Exercise prompt:
Quote every item below word for word, but leave out the pictures.

(Point-based annotation data)
* * * * * * *

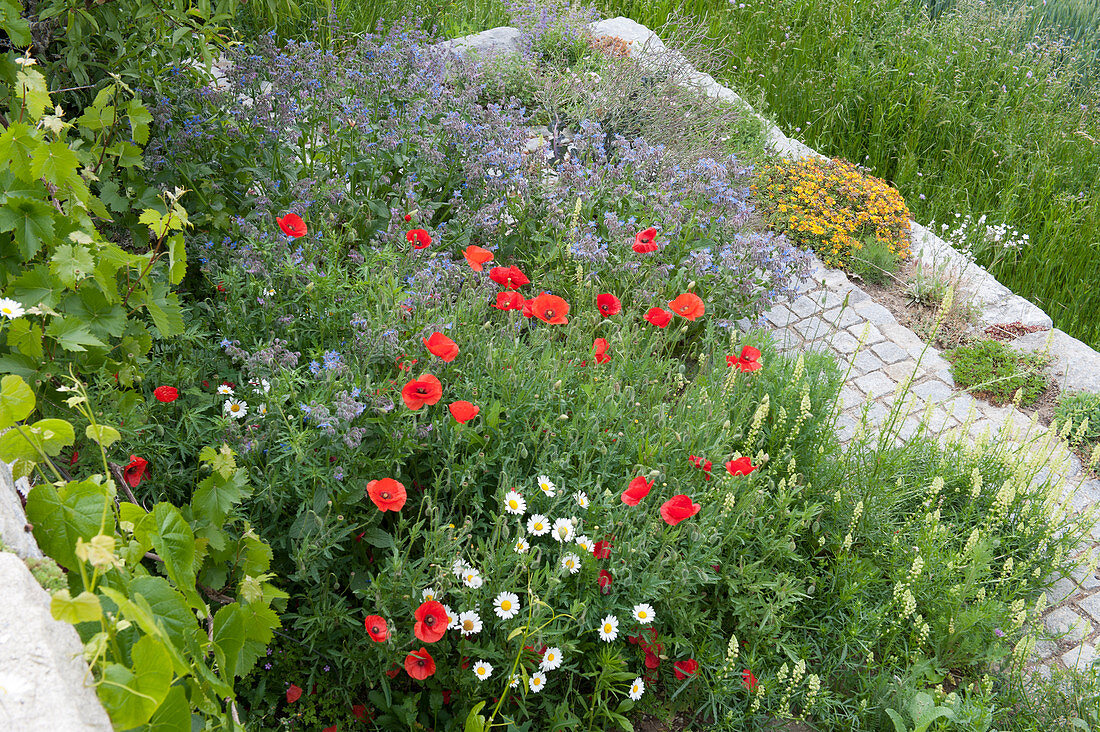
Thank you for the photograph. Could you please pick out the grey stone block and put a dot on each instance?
(1064, 623)
(42, 668)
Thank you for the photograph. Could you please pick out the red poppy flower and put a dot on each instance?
(476, 257)
(419, 664)
(441, 346)
(166, 394)
(550, 308)
(685, 668)
(658, 316)
(387, 494)
(463, 411)
(431, 621)
(426, 390)
(134, 472)
(748, 361)
(418, 238)
(644, 241)
(688, 306)
(608, 305)
(677, 509)
(376, 627)
(509, 301)
(740, 467)
(292, 225)
(637, 490)
(508, 276)
(601, 346)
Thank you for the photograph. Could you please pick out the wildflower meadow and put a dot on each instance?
(366, 386)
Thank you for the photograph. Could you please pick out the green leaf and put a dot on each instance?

* * * * * * *

Reply to the task:
Thank you for the photograph. Could you please pick out the grey stone block and put a dot on each instance?
(1064, 623)
(42, 668)
Thank you for the photograph. Could you please pick out the red poppy flower and put a dot on each instance?
(476, 257)
(419, 664)
(441, 346)
(166, 394)
(550, 308)
(685, 668)
(658, 316)
(387, 494)
(463, 411)
(431, 621)
(426, 390)
(134, 472)
(748, 361)
(418, 238)
(644, 241)
(688, 306)
(608, 305)
(677, 509)
(376, 627)
(509, 301)
(740, 467)
(292, 225)
(637, 490)
(508, 276)
(601, 346)
Thank you for the photograph. Could you please pick out the wildflower meadow and put a dot on each instance?
(366, 386)
Thank you for the photograph. Could you please pick out the green leaf and put a dot on each instance?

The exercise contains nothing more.